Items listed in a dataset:
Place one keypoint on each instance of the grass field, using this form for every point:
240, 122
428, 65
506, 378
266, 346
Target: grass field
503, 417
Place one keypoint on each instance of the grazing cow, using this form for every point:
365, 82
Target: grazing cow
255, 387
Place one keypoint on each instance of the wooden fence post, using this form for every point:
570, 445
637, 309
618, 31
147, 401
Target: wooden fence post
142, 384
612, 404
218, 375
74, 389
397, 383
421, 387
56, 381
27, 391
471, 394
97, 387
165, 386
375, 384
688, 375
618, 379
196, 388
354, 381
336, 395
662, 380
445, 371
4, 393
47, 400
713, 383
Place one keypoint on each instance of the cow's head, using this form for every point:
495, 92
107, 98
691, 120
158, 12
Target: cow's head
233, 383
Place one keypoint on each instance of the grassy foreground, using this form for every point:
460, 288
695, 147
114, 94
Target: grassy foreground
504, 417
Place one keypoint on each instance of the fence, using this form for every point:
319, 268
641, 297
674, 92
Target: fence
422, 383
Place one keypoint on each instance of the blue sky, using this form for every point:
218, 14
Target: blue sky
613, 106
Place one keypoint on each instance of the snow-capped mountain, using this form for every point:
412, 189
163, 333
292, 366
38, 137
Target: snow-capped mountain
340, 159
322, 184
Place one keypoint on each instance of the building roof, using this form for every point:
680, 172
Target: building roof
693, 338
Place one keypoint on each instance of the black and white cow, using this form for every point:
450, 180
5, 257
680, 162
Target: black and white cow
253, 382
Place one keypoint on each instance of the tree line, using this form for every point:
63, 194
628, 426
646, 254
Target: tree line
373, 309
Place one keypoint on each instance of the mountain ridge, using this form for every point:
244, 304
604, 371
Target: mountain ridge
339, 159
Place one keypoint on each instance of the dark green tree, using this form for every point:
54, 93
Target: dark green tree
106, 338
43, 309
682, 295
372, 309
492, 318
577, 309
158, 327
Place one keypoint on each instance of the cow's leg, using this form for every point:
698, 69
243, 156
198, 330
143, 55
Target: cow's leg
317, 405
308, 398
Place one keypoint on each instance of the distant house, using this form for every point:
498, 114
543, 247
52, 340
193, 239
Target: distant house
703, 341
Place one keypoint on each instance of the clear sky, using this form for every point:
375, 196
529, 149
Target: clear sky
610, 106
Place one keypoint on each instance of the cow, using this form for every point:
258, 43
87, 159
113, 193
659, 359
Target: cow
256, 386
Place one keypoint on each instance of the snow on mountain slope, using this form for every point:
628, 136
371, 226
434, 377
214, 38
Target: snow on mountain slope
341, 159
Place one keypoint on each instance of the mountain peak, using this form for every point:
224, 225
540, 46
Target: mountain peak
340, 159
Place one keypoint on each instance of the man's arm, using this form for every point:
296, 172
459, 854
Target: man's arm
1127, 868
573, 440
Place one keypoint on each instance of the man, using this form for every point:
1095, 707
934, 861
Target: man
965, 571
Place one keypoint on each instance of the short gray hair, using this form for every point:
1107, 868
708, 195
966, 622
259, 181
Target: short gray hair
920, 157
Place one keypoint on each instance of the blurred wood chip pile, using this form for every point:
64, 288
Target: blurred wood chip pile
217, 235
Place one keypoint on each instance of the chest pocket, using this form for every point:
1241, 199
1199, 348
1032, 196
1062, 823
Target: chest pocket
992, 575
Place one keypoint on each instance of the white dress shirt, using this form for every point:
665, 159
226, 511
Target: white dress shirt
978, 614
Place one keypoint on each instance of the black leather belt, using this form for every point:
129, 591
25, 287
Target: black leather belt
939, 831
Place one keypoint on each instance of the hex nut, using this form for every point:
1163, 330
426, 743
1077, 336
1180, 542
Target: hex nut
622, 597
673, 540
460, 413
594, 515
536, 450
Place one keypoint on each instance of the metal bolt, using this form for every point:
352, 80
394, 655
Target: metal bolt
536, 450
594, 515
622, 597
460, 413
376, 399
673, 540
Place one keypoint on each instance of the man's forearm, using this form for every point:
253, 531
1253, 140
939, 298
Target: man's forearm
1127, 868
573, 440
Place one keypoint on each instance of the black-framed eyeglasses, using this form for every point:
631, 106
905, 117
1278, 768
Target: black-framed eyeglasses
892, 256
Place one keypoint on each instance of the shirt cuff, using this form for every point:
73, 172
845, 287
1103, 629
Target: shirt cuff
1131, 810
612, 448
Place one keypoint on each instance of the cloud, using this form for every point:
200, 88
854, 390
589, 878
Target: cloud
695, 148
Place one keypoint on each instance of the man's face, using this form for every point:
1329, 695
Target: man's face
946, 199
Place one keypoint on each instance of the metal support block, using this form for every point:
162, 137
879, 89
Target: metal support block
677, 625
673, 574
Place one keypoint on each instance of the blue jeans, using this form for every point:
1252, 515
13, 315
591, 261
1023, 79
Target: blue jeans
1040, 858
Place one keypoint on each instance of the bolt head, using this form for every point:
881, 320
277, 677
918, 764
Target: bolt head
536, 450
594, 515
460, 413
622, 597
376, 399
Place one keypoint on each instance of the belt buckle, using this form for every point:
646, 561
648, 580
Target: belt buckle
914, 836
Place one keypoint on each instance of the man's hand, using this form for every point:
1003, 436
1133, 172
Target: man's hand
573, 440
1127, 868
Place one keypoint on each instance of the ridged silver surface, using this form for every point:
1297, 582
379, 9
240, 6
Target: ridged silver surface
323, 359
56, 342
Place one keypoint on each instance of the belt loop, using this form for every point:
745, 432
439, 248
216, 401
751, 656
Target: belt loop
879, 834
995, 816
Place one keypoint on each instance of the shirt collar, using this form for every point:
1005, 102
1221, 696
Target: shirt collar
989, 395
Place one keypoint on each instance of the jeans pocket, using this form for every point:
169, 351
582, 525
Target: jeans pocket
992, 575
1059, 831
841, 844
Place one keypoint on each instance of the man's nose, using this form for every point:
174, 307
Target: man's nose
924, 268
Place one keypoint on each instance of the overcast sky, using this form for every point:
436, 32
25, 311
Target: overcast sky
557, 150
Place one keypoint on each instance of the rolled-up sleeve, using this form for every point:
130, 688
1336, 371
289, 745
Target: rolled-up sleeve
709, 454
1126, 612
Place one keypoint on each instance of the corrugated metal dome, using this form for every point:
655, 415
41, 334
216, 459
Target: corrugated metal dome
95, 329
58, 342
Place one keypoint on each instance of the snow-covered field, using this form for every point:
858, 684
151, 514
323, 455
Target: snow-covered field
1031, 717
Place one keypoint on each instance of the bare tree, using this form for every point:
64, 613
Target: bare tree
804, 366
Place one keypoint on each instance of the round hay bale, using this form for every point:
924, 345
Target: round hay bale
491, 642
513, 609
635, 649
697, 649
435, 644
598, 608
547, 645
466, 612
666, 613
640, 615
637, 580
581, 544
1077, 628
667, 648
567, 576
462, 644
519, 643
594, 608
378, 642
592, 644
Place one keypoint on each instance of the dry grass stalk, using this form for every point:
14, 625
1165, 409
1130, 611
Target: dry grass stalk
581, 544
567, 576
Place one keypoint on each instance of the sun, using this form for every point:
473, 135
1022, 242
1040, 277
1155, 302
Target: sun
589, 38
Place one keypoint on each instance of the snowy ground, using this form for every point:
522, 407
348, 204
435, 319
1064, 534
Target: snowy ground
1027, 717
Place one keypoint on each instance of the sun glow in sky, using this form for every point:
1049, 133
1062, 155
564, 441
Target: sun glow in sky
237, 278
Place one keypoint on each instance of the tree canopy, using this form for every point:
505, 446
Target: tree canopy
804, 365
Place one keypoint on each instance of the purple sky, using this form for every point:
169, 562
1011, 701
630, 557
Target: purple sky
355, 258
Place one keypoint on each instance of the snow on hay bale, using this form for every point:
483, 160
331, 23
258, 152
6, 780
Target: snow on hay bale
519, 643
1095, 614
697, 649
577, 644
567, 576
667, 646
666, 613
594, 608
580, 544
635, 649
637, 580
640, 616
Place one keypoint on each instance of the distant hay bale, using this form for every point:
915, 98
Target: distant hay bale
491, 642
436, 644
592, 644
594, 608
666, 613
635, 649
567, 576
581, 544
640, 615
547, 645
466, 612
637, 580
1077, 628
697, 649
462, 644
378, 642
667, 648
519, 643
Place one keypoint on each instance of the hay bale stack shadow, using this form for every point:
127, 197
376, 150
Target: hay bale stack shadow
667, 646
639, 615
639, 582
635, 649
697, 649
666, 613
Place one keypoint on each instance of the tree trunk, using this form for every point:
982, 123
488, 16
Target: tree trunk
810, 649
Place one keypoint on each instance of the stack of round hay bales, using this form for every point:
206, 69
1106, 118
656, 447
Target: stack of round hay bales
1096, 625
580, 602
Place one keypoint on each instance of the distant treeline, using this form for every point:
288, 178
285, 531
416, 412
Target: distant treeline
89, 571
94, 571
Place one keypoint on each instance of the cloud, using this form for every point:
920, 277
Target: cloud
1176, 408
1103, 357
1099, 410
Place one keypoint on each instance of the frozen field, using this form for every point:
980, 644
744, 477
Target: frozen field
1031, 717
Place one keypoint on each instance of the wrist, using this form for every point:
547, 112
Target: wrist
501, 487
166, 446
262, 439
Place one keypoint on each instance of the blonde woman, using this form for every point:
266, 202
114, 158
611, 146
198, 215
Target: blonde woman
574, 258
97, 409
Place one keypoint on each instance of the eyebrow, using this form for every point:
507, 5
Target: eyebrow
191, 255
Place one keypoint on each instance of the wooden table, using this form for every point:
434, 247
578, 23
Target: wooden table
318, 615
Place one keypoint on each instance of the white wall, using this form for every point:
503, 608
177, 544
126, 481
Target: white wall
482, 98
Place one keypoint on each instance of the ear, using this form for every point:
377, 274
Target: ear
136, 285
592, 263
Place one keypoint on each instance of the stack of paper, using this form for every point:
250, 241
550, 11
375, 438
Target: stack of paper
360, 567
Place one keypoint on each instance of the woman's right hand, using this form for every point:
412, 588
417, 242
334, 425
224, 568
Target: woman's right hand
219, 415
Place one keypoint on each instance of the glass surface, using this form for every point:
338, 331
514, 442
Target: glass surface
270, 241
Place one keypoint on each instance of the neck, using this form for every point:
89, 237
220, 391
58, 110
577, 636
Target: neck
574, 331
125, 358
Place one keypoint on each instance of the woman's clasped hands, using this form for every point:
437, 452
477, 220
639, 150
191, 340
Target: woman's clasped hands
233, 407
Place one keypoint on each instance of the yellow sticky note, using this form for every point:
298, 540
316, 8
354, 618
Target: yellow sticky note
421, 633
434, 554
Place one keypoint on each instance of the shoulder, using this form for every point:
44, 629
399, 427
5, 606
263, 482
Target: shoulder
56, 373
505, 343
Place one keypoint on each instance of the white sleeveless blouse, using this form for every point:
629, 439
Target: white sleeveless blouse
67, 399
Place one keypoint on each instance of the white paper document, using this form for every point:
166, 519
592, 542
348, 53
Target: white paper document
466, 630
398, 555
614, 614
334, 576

*Task details:* Copy out every line from the one containing "Place one keypoint on each instance of the shoulder, using" to the end of the material, both ends included.

*Full output:*
Place one keypoint on each instance of the shoulder, using this form for every point:
44, 629
399, 427
5, 606
263, 482
Target: shoulder
56, 373
505, 343
Place one keypoint on each instance of the white sleeveless blouse, using this form for every point:
629, 439
Target: white sleeveless blouse
67, 399
Place one keypoint on each instance of the white paper document, using this form for every point:
166, 519
592, 542
348, 53
Target: white paper document
466, 630
398, 555
614, 614
334, 576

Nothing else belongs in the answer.